→ **PÁGINA**
====

A sexta proposição é crucial para tudo o que vai ser dito adiante. Ela ensina que os acidentes não existem entre dois átomos-tempo. O que caracteriza o acidente é sua incapacidade de permanecer na existência logo após ter sido trazido à existência. Em outros termos, recordando que os átomos-tempo são indivisíveis como os átomos que formam as coisas são adimensionais, a cada ínfimo momento, Deus cria todos os acidentes de uma substância novamente. Não há nenhuma continuidade entre um momento e outro, de modo que para que um cachorro permaneça na realidade, por exemplo, é necessário que Deus crie a cada momento que passa todos os acidentes relativos ao cachorro.
O detalhe é que, não havendo nenhuma necessidade que ligue um momento a outro, todos os acidentes do mundo estão sendo criados e recriados continuamente a cada passagem de um átomo-tempo ao seguinte. A consequência lógica é que está absolutamente nas mãos de Deus criar ou não criar, a cada momento, os acidentes que farão um ente permanecer ou não na realidade, ou ainda, permanecer o que ele é/esteve sendo até aquele momento. Os Mutakallemin não têm peias em afirmar que, se Deus assim o desejar, pode descontinuar a existência de qualquer ente a qualquer momento simplesmente não recriando nele o acidente da vida, por exemplo.
Eles não só admitem, como também defendem como parte essencial de sua doutrina, que Deus pode a qualquer momento mudar os acidentes de um determinado ente, acrescentando alguma característica que ele usualmente não possuía ou retirando alguma característica da qual até ali o ente gozava. A razão disso, o Rabbi comenta, é que os seguidores do Kalam não querem atribuir às coisas nenhuma capacidade natural da qual os entes derivam suas propriedades. A consequência lógica é negar às coisas qualquer capacidade causal na realidade.
A tese segundo a qual somente Deus é o real agente causal em tudo o que acontece no mundo é conhecida como ocasionalismo divino. Na verdade, não há relações de causa e efeito no mundo que não sejam efetuadas direta e exclusivamente por Deus. Todos os acontecimentos são ocasiões nas quais o poder causal divino age no mundo, muito embora os homens pensem que uma coisa age sobre a outra ou mesmo que eles agem sobre essas coisas ou que agem sobre outros homens.

====

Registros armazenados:
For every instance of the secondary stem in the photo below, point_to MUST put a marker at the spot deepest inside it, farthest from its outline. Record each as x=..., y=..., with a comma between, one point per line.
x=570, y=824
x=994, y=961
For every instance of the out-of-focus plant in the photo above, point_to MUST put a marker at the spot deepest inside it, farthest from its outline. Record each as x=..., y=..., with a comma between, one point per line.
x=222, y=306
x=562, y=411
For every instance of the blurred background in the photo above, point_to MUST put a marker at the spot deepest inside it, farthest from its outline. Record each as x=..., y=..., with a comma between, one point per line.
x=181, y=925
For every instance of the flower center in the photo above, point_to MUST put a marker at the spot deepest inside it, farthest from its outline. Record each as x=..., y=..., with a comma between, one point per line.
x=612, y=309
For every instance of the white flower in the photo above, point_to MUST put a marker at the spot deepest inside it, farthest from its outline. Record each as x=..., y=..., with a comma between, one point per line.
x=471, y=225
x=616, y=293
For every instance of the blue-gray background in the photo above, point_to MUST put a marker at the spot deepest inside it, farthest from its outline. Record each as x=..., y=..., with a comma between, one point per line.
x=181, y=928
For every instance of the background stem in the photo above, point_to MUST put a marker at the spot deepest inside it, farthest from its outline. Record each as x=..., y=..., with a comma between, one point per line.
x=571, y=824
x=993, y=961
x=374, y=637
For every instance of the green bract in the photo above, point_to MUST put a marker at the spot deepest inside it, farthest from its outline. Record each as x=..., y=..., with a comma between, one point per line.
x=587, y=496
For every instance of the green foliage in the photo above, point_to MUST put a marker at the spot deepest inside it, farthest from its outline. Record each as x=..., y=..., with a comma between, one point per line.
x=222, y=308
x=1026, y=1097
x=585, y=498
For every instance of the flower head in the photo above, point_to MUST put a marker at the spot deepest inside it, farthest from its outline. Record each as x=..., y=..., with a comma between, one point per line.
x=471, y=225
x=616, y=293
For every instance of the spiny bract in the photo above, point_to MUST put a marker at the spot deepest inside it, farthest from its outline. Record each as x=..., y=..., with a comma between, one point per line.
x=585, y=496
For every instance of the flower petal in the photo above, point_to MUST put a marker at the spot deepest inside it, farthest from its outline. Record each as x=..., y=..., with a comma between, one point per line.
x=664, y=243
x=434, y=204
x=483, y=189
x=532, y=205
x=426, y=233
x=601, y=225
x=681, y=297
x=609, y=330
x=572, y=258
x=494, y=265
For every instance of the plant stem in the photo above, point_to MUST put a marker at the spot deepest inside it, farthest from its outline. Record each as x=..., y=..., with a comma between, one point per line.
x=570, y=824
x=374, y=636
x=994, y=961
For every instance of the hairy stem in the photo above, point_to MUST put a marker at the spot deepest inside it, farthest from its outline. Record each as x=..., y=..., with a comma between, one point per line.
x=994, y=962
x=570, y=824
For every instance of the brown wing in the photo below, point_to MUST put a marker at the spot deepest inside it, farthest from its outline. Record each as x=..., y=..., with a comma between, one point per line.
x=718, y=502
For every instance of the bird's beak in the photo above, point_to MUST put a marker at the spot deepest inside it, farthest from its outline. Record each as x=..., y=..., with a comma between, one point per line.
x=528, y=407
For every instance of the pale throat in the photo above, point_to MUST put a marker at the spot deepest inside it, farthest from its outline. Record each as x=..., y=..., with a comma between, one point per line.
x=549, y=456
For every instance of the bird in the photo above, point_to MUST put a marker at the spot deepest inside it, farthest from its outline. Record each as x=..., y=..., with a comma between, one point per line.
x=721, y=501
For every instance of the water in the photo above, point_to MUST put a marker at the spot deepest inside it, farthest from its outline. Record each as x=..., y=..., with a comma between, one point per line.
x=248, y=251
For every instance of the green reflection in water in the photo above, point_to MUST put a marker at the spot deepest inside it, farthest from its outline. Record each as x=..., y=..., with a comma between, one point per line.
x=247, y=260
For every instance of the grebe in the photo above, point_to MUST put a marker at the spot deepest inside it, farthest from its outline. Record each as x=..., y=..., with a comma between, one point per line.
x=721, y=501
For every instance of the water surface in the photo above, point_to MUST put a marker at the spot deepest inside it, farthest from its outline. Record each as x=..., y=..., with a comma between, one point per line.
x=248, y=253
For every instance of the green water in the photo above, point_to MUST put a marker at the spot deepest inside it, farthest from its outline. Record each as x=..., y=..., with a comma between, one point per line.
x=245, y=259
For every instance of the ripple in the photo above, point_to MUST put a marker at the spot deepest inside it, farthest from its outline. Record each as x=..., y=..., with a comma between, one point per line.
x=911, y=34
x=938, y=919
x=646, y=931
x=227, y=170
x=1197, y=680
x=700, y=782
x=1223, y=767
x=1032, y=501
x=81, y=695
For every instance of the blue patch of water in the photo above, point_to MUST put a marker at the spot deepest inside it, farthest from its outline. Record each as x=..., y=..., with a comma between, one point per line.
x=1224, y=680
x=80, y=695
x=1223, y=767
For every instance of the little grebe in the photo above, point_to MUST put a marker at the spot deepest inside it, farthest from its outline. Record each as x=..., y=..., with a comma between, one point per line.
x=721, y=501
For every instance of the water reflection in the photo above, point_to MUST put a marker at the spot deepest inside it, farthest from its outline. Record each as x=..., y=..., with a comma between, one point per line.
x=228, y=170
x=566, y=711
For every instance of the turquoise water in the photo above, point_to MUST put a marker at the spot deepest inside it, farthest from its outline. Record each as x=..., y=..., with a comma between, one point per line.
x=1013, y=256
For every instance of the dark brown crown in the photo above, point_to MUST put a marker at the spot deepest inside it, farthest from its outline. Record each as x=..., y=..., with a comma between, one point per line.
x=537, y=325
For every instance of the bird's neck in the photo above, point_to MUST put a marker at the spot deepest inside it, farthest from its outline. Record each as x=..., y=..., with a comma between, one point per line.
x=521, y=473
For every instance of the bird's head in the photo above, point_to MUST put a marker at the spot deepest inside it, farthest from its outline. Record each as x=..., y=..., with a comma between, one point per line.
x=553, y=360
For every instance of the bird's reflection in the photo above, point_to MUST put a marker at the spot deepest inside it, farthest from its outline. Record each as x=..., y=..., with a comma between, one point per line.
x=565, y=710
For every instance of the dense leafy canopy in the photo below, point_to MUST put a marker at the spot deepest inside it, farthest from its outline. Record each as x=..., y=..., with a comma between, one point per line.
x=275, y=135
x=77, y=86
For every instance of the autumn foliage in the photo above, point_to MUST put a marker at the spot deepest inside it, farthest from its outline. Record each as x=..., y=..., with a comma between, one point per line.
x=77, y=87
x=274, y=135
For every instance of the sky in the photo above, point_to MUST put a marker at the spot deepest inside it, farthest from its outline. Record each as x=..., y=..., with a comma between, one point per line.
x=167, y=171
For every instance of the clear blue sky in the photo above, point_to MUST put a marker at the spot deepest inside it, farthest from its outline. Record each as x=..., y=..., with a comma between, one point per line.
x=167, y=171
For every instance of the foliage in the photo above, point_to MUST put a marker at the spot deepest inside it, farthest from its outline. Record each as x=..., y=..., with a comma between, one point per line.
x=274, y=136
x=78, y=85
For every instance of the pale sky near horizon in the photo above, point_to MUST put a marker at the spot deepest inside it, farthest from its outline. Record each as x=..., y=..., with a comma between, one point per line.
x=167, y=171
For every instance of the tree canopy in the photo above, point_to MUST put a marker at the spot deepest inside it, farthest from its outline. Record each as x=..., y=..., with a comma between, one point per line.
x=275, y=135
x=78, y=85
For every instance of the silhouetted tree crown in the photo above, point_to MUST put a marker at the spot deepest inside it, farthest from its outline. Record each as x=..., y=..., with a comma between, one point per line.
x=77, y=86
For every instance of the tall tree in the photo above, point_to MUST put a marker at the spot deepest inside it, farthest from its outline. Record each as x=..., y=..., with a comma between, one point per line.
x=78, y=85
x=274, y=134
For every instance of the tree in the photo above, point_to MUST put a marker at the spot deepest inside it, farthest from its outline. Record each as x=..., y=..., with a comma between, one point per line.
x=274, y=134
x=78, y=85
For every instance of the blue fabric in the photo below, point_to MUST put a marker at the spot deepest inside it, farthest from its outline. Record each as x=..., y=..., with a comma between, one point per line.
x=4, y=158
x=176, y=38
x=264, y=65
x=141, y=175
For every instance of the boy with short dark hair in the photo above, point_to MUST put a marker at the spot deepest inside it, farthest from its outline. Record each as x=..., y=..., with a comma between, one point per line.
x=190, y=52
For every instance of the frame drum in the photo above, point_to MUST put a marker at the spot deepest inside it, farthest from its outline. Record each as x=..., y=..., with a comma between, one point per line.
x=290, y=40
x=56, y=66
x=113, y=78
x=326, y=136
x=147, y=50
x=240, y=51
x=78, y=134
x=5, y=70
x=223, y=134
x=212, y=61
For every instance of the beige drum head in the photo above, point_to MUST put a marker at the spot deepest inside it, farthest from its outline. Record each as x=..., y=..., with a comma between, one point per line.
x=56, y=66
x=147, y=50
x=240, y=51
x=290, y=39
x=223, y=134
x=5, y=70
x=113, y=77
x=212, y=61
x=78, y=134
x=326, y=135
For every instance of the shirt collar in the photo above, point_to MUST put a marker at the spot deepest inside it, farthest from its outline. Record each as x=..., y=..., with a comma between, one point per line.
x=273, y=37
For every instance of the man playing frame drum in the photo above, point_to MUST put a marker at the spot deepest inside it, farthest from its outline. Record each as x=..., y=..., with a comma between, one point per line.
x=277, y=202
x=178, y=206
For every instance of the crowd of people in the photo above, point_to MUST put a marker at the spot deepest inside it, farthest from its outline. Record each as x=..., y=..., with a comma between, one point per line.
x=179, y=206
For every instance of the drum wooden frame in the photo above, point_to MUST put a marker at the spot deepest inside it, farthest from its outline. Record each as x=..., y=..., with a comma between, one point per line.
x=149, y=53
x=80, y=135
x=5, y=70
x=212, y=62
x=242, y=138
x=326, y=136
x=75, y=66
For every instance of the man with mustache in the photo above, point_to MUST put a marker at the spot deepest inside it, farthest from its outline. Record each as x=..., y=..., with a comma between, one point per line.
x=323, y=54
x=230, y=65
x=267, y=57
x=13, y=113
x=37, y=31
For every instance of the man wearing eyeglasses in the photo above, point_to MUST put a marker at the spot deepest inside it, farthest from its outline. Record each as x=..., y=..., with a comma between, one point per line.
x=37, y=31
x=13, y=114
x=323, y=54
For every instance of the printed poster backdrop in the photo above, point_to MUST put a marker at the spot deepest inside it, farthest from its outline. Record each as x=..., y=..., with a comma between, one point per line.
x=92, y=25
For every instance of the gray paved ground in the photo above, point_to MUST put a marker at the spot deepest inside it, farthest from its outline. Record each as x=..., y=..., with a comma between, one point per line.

====

→ **TAREFAS**
A. Responda, com base no texto sobre o Kalam:
(i) O que caracteriza o acidente?
(ii) Que acidente é dado como exemplo daquele que Deus pode deixar de recriar para descontinuar a existência de um ente?
(iii) Como se chama a tese de que somente Deus é o real agente causal em tudo o que acontece no mundo?
B. Escreva a continuação do texto sobre o Kalam a partir da última frase apresentada.
Os itens não têm nenhum papel nestas tarefas.

→ **RESPOSTAS POR TAREFA**
A.
(i) Sua incapacidade de permanecer na existência logo após ter sido trazido à existência.
(ii) O acidente da vida.
(iii) Ocasionalismo divino.

B.
Não há ordem no mundo no sentido de um curso natural no comportamento manifesto das coisas. Há somente a vontade absolutamente livre de Deus que realiza todas as ações causais, e que pode mudar a qualquer momento os acidentes usuais de um ser, adicionando ou retirando propriedades, e até transformando-o em algo completamente diferente daquilo que foi até ali. O homem pensa que tinge um tecido com um pigmento escuro quando, na realidade, é só Allah que realiza a criação do acidente da cor escura no tecido onde estava antes o acidente da cor clara.
Na sétima proposição, os teólogos islâmicos afirmam que a ausência de uma propriedade é ela mesma uma propriedade. As estranhezas não terminam, pois, com essa tese, os Mutakallemin afirmam literalmente a existência real da ausência, da privação e do nada. Por exemplo, se um corpo interrompe o seu movimento, ele não somente deixa de movimentar-se, priva-se do ato de se movimentar, mas, segundo o Kalam, o corpo pára porque Allah cria nele o acidente do repouso. Isto é, aquilo que é mera ausência de uma propriedade é entendido pelos Mutakallemin como um acidente tão real quanto a presença dessa mesma propriedade.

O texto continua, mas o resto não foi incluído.